Personally, I think the first and most persistently important thing is to see how much alike are tables and words.

But ... Vygotsky was very insistent on the distinction because he was fighting a battle against the idea that speech ought to be subsumed under the larger category of labour. He had to fight for semiotics against a vulgar kind of orthodox Marxism. But we here in 2017 are living in different times, where we have Discourse Theory and Linguistics while Marxism is widely regarded as antique. As Marx said "Just as philosophers have given thought an independent existence, so they were bound to make language into an independent realm." and we live well and truly in the times when labour is subsumed under language, and not the other way around.

Everyone knows that a table is unlike a word. The point it to understand how tables are signs and word are material objects.

Andy

(BTW David, back in 1986 I walked in an offshoot of the bionic ear project. The ear has a little keyboard that works like a piano keyboard in reverse, making a real time Fourier transform of that air pressure wave and coding the harmonics it in nerve impulse. The brain never hears that pressure signal.)

Written problem 1: Convert the records into a JSON list of strings with one string per line and no blank lines.
The text on tables and words and the records below it come from unrelated sources.

Dataset excerpts:
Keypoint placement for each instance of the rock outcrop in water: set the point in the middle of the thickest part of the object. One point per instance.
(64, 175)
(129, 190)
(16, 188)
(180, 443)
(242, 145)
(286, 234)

Written problem 2: List every person named in the text on tables and words.

Right answer 1:
[
  "Keypoint placement for each instance of the rock outcrop in water: set the point in the middle of the thickest part of the object. One point per instance.",
  "(64, 175)",
  "(129, 190)",
  "(16, 188)",
  "(180, 443)",
  "(242, 145)",
  "(286, 234)"
]

Right answer 2: Vygotsky, Marx, Andy, David